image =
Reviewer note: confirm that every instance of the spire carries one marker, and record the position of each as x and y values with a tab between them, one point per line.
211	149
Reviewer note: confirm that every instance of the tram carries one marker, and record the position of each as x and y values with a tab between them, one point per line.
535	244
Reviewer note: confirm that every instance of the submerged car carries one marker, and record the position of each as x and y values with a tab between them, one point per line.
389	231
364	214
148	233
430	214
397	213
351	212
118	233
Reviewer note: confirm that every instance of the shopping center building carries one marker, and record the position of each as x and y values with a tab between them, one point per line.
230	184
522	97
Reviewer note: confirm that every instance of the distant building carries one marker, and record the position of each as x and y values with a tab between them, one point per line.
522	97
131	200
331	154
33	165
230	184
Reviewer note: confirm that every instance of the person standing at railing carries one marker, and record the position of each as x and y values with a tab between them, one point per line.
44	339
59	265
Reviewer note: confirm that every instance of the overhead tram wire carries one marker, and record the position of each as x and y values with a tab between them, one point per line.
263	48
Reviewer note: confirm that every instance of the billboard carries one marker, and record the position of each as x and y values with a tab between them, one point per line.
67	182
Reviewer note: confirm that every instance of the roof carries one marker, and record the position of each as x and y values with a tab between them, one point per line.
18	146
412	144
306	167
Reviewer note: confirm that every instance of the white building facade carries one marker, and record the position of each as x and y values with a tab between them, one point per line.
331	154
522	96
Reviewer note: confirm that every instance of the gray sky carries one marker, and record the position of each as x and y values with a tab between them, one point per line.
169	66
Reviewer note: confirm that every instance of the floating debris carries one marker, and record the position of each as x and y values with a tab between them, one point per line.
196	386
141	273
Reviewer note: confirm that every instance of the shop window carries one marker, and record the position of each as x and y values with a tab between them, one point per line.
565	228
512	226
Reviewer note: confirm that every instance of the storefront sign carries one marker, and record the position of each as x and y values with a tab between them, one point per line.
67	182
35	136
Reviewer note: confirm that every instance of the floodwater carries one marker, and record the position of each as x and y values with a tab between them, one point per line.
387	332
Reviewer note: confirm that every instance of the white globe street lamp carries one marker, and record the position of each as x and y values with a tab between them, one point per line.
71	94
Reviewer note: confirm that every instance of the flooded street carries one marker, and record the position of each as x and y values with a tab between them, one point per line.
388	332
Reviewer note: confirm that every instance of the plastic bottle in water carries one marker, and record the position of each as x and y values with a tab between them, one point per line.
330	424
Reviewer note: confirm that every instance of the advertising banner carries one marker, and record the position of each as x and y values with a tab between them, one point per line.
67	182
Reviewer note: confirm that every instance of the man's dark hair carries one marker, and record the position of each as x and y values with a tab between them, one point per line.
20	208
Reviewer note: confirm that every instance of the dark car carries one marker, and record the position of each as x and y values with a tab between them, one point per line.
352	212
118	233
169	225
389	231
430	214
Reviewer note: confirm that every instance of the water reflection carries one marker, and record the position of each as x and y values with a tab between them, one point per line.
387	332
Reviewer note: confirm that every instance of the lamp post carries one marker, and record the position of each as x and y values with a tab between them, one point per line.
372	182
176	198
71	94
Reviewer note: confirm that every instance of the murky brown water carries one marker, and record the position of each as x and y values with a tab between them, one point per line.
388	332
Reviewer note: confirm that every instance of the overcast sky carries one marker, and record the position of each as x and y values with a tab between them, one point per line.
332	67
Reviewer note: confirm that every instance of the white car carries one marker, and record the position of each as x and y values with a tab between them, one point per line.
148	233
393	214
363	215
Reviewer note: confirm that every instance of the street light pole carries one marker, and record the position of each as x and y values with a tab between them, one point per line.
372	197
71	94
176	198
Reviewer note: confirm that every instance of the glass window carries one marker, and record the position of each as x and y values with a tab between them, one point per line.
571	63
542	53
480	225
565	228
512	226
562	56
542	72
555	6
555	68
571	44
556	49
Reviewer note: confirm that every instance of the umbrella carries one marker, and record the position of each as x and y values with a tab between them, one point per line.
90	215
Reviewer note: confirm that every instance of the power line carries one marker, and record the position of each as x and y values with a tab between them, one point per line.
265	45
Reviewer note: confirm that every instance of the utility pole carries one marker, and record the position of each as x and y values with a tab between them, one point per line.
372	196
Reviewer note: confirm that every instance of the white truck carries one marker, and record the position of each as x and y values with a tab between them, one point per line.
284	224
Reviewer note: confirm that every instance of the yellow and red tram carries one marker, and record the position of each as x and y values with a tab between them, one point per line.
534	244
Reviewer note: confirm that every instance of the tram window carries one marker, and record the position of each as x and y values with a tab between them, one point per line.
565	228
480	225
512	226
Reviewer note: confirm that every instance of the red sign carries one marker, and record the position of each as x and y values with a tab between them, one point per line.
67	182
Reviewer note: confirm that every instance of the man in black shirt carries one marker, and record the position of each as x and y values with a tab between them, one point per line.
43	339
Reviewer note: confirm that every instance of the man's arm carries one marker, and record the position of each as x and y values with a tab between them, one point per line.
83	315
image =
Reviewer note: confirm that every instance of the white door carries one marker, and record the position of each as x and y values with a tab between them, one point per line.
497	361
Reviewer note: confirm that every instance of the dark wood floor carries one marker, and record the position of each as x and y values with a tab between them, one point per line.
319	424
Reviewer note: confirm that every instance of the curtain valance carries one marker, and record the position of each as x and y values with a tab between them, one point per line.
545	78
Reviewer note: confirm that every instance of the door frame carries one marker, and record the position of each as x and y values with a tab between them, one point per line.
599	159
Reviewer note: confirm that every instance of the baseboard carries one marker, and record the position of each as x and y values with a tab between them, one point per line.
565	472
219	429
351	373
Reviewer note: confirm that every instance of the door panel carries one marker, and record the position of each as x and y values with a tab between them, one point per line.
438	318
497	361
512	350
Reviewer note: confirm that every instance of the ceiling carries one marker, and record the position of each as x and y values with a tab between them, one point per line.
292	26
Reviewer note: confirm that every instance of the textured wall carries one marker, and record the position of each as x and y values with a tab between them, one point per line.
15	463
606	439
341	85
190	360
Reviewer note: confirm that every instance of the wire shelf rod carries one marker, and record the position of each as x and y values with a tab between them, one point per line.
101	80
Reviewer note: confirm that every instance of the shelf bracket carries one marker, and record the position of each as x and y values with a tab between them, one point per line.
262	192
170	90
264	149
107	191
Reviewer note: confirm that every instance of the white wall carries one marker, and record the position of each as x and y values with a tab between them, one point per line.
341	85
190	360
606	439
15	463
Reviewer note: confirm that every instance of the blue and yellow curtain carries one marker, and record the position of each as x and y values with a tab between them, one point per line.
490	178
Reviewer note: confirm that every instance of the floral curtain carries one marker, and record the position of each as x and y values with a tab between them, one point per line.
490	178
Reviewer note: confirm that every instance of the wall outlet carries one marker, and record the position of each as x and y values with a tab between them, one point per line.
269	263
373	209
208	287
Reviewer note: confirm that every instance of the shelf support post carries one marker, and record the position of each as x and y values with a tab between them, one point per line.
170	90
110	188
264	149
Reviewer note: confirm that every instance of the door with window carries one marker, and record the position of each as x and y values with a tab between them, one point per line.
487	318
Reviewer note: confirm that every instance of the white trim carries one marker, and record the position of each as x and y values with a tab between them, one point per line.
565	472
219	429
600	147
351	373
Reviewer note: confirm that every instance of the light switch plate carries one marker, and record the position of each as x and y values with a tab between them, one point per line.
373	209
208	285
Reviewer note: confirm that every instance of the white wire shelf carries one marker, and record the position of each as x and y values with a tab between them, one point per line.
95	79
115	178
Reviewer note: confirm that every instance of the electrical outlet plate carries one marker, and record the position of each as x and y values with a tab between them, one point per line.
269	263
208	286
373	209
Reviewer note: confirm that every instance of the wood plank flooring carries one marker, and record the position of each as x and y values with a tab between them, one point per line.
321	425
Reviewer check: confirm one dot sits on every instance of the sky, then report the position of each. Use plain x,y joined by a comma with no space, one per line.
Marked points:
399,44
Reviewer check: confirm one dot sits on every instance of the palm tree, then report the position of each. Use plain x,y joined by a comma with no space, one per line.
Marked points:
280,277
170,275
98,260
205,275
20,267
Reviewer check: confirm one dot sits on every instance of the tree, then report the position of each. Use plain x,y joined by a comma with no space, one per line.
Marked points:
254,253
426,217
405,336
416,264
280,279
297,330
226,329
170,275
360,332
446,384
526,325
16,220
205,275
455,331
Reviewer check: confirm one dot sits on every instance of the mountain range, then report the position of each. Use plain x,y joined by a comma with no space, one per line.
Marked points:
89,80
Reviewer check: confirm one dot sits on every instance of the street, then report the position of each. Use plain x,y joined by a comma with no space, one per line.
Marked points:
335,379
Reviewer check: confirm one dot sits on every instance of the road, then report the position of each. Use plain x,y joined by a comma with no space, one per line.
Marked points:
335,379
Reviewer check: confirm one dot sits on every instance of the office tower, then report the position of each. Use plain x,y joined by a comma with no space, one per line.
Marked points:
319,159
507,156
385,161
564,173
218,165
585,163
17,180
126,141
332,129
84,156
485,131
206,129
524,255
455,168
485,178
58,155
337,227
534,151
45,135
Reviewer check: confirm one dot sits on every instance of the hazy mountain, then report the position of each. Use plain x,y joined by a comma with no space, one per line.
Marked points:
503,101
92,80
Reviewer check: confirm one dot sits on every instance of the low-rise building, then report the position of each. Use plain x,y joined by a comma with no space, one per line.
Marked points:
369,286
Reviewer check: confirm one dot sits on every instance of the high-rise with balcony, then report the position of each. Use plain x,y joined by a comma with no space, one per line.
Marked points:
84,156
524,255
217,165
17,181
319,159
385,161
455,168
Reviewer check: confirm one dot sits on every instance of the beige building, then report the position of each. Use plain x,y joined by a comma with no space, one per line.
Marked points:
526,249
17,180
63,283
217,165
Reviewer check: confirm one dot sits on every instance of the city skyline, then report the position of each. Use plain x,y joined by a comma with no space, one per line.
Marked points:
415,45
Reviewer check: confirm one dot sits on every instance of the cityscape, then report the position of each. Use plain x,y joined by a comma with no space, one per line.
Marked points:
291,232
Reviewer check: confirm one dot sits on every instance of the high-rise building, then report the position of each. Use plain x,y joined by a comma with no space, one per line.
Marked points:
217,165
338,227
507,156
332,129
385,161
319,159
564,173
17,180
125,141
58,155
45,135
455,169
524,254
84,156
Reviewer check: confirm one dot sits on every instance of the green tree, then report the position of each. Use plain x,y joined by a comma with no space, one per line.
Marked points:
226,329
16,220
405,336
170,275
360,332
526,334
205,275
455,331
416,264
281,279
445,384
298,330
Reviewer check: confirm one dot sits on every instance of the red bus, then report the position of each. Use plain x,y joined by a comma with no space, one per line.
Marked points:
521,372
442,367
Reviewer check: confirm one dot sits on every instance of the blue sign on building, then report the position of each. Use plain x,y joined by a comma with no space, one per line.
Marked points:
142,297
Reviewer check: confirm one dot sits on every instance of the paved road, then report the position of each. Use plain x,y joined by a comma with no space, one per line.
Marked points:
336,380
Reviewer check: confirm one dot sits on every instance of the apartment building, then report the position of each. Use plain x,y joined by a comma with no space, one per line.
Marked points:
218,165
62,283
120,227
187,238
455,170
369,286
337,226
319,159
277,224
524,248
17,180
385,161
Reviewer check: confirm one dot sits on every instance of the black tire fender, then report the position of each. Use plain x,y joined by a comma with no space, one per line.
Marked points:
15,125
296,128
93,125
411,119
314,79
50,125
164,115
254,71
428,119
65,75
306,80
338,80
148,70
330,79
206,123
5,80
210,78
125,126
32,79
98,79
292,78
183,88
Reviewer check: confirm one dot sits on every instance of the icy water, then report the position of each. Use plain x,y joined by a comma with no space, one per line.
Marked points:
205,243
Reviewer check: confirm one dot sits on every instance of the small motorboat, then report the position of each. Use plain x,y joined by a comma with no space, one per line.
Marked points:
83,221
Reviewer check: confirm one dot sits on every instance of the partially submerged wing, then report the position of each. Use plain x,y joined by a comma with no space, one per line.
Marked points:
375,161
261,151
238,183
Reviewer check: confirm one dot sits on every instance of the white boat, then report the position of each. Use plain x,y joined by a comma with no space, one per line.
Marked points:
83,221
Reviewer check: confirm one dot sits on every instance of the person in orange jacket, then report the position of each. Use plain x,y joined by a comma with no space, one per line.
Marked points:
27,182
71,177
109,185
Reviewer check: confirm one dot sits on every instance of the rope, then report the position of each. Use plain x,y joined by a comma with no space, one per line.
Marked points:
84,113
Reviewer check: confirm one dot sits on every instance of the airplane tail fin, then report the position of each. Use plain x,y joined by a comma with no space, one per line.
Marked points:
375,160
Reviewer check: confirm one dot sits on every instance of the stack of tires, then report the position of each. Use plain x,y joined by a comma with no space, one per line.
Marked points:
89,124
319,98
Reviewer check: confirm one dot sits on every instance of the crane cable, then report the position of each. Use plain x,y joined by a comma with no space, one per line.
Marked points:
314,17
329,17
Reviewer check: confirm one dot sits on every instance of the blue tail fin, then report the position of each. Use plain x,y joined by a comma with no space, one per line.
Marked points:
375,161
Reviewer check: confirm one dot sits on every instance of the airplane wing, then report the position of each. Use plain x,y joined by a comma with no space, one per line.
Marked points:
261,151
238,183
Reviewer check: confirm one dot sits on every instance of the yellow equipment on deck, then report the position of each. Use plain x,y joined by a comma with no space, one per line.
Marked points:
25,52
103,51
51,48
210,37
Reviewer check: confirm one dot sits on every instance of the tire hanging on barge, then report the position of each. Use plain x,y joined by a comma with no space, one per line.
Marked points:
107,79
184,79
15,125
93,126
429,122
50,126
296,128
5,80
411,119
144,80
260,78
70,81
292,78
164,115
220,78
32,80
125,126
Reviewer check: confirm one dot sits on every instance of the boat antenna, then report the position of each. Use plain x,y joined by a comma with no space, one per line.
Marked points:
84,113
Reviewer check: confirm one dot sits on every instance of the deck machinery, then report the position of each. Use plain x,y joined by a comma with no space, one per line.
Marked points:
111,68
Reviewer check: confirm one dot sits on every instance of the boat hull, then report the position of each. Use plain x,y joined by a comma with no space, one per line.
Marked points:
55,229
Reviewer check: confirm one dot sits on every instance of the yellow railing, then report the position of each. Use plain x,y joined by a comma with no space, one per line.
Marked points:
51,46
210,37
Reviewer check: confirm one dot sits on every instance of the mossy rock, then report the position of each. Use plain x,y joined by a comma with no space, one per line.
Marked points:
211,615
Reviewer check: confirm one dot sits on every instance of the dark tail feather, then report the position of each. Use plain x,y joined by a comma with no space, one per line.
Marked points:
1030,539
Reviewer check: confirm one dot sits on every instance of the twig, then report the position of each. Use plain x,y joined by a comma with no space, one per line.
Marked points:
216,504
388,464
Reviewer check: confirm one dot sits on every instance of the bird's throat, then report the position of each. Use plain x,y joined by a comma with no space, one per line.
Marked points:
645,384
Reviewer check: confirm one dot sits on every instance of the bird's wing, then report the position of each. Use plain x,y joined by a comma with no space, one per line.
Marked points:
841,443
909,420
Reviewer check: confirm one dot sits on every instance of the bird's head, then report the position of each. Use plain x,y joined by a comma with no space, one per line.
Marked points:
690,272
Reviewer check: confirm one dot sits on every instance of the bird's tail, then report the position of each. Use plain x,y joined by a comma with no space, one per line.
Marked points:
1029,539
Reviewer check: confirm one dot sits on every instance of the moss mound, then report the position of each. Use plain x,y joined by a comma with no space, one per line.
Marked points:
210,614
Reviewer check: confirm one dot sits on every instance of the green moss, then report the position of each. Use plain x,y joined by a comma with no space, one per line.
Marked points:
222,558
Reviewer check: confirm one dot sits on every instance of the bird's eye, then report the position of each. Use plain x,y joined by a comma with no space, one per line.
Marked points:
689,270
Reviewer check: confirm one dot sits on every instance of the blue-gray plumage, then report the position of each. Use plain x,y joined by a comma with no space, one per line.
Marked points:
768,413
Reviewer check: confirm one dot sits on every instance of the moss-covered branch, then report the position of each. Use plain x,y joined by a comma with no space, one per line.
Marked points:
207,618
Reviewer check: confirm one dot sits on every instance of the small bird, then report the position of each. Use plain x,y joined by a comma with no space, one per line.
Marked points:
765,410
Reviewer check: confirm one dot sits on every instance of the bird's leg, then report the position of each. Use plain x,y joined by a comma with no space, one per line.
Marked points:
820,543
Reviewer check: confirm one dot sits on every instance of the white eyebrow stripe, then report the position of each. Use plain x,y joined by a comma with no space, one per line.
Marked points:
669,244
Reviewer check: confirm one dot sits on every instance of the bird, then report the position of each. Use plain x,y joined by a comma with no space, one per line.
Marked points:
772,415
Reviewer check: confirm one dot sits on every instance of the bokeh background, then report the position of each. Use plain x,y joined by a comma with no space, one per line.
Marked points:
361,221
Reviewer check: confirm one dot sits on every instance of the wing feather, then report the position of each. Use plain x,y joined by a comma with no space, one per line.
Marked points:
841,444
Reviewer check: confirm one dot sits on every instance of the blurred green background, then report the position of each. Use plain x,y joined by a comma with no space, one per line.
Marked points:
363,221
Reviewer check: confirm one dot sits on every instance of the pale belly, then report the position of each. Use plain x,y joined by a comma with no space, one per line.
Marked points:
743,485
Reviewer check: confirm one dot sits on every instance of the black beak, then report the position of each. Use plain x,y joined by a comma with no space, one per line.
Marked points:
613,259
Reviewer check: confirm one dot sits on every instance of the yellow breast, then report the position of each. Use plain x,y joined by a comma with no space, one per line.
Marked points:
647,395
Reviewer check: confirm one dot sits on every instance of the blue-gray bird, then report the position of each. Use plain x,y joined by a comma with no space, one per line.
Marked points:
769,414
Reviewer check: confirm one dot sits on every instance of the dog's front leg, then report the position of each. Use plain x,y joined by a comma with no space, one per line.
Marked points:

========

[ABOUT THIS TASK]
Filter this listing and copy only the lines holding the word "feather".

[FINISHED EXERCISE]
Reviewer check: confirm one dot sits on every instance of the dark tail feather, then report the position of each. Use plain x,y joined by a comma with no space, one per line.
Reviewer check: confirm one dot sits on every instance of the wing feather, then report the position of each. Use plain x,y joined by a comma with no space, one per line.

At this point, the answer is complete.